### Written problem 1
In the data listing entries below, reproduce verbatim everything from the line containing "the windshield sticker" down to the line containing "point(840, 247)", including both of those lines.

** begin Excerpt to read **

We noticed that the row labels (i.e. the labels for the different observations) were automatically set to integers from 0 up to 6? To solve this a list row_labels has been created. We can use it to specify the row labels of the cars DataFrame. We do this by setting the index attribute of cars, that we can access as cars.index.

# Build cars DataFrame
names = ['United States', 'Australia', 'Japan', 'India', 'Russia', 'Morocco', 'Egypt']
dr =  [True, False, False, False, True, True, True]
cpc = [809, 731, 588, 18, 200, 70, 45]
dict = { 'country':names, 'drives_right':dr, 'cars_per_cap':cpc }
cars = pd.DataFrame(dict)
print(cars)
# Definition of row_labels
row_labels = ['US', 'AUS', 'JAP', 'IN', 'RU', 'MOR', 'EG']
# Specify row labels of cars
cars.index = row_labels
# Print cars again
print(cars)

CSV to DataFrame

Putting data in a dictionary and then building a DataFrame works, but it’s not very efficient. What if we’re dealing with millions of observations? In those cases, the data is typically available as files with a regular structure. One of those file types is the CSV file, which is short for “comma-separated values”. To import CSV data into Python as a Pandas DataFrame you can use read_csv(). Let’s explore this function with the same cars data. This time, however, the data is available in a CSV file, named cars.csv.

** end Excerpt to read **
** begin Data to use **

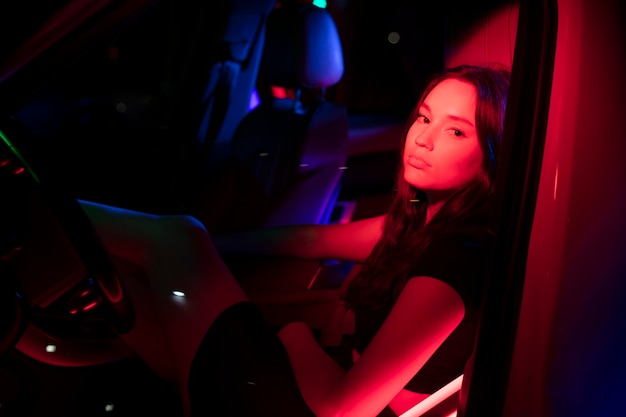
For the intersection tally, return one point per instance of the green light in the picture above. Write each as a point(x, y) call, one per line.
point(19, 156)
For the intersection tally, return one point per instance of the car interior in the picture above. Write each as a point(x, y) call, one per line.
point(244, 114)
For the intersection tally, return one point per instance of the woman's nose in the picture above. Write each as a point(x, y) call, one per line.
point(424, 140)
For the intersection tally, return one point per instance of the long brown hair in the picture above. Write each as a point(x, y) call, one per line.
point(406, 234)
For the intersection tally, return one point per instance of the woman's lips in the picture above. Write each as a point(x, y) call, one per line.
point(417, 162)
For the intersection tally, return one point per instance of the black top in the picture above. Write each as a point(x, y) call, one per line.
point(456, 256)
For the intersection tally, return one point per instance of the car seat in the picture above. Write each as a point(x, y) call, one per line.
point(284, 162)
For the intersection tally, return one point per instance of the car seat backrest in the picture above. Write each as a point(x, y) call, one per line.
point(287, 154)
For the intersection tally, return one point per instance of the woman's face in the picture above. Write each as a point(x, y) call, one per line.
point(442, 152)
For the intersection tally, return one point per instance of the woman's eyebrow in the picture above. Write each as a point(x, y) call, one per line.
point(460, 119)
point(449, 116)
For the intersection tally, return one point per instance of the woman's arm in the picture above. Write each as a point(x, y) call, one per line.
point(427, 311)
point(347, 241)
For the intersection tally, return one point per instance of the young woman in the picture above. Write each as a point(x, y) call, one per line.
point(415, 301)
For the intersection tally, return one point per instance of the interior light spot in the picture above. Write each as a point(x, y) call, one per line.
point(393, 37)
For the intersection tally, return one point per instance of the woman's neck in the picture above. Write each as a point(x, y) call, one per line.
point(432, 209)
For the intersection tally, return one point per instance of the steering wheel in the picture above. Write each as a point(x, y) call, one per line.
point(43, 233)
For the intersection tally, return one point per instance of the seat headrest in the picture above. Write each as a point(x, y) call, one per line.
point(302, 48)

** end Data to use **
** begin Data to use **

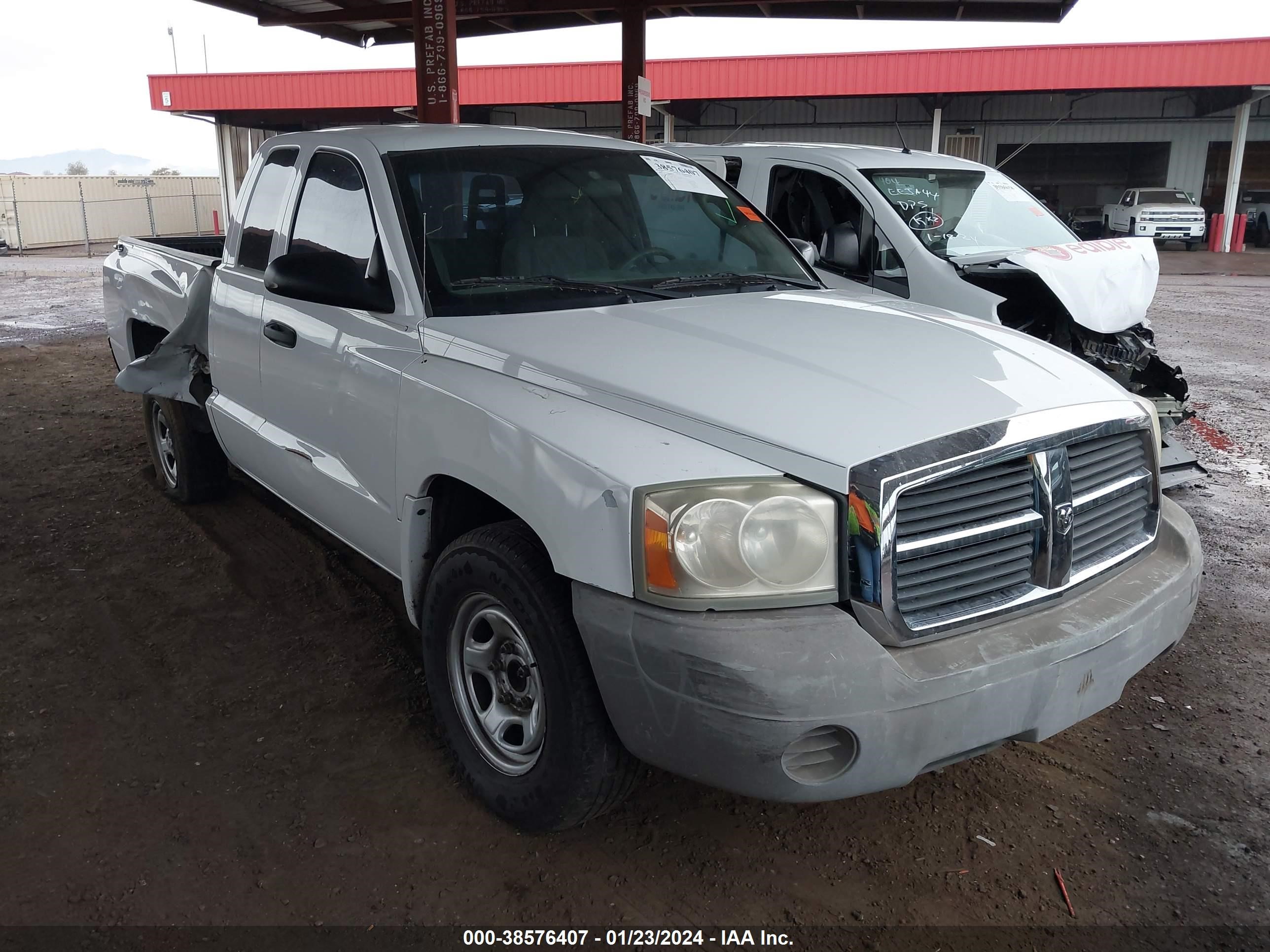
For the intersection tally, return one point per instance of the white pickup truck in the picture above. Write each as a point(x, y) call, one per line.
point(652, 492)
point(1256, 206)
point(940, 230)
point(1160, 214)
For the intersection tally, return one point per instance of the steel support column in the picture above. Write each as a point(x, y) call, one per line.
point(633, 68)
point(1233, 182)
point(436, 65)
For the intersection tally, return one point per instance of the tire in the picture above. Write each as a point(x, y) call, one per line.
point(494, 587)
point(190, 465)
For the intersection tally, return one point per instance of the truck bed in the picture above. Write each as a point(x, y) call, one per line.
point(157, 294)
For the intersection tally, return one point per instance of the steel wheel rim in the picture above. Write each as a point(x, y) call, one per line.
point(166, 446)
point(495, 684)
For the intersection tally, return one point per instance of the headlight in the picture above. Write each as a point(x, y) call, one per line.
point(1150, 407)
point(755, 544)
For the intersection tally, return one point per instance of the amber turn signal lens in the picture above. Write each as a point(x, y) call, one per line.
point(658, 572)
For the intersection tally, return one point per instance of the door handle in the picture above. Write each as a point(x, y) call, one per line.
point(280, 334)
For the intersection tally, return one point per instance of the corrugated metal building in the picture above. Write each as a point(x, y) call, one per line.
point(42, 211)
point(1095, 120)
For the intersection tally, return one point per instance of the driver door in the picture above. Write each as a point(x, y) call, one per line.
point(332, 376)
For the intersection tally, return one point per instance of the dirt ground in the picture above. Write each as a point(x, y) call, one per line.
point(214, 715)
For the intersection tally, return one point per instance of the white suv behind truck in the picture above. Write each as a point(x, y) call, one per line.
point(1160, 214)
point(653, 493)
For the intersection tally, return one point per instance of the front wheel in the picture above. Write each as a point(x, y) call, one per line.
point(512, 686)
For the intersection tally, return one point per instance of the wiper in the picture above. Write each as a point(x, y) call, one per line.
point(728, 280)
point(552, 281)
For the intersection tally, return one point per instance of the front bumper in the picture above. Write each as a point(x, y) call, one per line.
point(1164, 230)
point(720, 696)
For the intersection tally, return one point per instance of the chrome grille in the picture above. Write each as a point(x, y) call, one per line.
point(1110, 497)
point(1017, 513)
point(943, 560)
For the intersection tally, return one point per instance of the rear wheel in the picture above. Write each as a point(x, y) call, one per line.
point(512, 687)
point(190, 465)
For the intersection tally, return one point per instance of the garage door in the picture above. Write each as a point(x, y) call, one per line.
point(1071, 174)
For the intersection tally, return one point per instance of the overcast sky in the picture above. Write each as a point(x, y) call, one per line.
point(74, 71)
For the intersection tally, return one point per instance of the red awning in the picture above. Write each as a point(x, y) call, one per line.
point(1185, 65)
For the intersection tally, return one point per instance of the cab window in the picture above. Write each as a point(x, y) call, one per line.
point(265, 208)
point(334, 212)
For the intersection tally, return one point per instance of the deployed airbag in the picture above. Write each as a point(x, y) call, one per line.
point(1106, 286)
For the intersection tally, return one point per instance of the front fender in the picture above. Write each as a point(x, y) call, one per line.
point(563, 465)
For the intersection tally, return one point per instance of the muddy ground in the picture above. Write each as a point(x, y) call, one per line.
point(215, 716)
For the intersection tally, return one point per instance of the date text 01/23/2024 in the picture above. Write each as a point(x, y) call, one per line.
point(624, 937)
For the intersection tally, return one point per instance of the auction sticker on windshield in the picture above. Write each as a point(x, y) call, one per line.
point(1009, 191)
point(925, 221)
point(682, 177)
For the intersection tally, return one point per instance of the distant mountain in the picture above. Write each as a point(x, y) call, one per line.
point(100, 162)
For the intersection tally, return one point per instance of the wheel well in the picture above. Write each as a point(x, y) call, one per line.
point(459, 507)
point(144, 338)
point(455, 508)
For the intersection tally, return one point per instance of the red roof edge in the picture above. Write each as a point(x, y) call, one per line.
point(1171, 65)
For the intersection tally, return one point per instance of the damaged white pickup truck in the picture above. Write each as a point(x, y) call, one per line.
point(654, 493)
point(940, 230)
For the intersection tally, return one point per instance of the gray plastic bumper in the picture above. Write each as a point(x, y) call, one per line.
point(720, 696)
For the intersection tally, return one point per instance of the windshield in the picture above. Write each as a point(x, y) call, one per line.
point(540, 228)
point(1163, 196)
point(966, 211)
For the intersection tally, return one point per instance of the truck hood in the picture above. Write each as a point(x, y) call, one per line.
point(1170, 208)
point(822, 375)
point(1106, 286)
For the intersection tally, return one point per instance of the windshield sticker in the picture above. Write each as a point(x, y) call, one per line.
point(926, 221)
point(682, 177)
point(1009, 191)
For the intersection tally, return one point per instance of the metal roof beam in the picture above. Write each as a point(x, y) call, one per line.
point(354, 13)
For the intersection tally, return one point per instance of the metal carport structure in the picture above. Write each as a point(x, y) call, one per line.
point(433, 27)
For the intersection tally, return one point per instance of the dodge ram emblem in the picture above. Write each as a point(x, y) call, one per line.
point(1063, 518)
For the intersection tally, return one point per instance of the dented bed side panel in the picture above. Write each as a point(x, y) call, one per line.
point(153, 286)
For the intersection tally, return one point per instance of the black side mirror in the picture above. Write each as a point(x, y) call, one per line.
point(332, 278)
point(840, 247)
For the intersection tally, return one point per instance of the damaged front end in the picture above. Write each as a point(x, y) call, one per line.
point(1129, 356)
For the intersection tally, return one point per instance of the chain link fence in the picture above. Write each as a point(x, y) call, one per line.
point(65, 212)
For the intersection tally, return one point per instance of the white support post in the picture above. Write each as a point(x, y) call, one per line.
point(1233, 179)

** end Data to use **

### Written problem 2
Pick up the pandas DataFrame tutorial above where it stops and keep writing it.

### Reply 1
For the intersection tally, return one point per instance of the windshield sticker in the picture above. Write each as a point(x, y) call, one per line.
point(926, 221)
point(682, 177)
point(1009, 191)
For the intersection tally, return one point per instance of the metal roof beam in the picture above. Write each as a point(x, y) call, one per line.
point(354, 13)
For the intersection tally, return one point per instance of the metal carport structure in the picture above. Write each as a point(x, y) call, one per line.
point(433, 27)
For the intersection tally, return one point per instance of the dodge ram emblem in the picture above. Write each as a point(x, y) call, one per line.
point(1063, 518)
For the intersection tally, return one point per instance of the dented bed side panel in the picture above. Write each as a point(x, y) call, one per line.
point(153, 286)
For the intersection tally, return one point per instance of the black side mirror in the picture above. Write each as a point(x, y) call, one per line.
point(332, 278)
point(840, 247)

### Reply 2
# Import pandas as pd
import pandas as pd
# Import the cars.csv data: cars
cars= pd.read_csv("cars.csv")
# Print out cars
print(cars)

Our read_csv() call to import the CSV data didn’t generate an error, but the output is not entirely what we wanted. The row labels were imported as another column without a name. Remember index_col, an argument of read_csv(), that we can use to specify which column in the CSV file should be used as a row label? Well, that’s exactly what we need here!

# Import pandas as pd
import pandas as pd
# Fix import by including index_col
cars = pd.read_csv('cars.csv',index_col=0)
# Print out cars
print(cars)

Square Brackets

We can index and select Pandas DataFrames in many different ways. The simplest, but not the most powerful way, is to use square brackets. The single bracket version gives a Pandas Series, the double bracket version gives a Pandas DataFrame.

# Import cars data
import pandas as pd
cars = pd.read_csv('cars.csv', index_col = 0)
# Print out country column as Pandas Series
print(cars["country"])
# Print out country column as Pandas DataFrame
print(cars[["country"]])
# Print out DataFrame with country and drives_right columns
print(cars[["country","drives_right"]])

Square brackets can do more than just selecting columns. We can also use them to get rows, or observations, from a DataFrame. Pay attention: We can only select rows using square brackets if you specify a slice, like 0:4. Also, we’re using the integer indexes of the rows here, not the row labels!

# Import cars data
import pandas as pd
cars = pd.read_csv('cars.csv', index_col = 0)
# Print out first 3 observations
print(cars[0:3])
# Print out fourth, fifth and sixth observation
print(cars[3:6])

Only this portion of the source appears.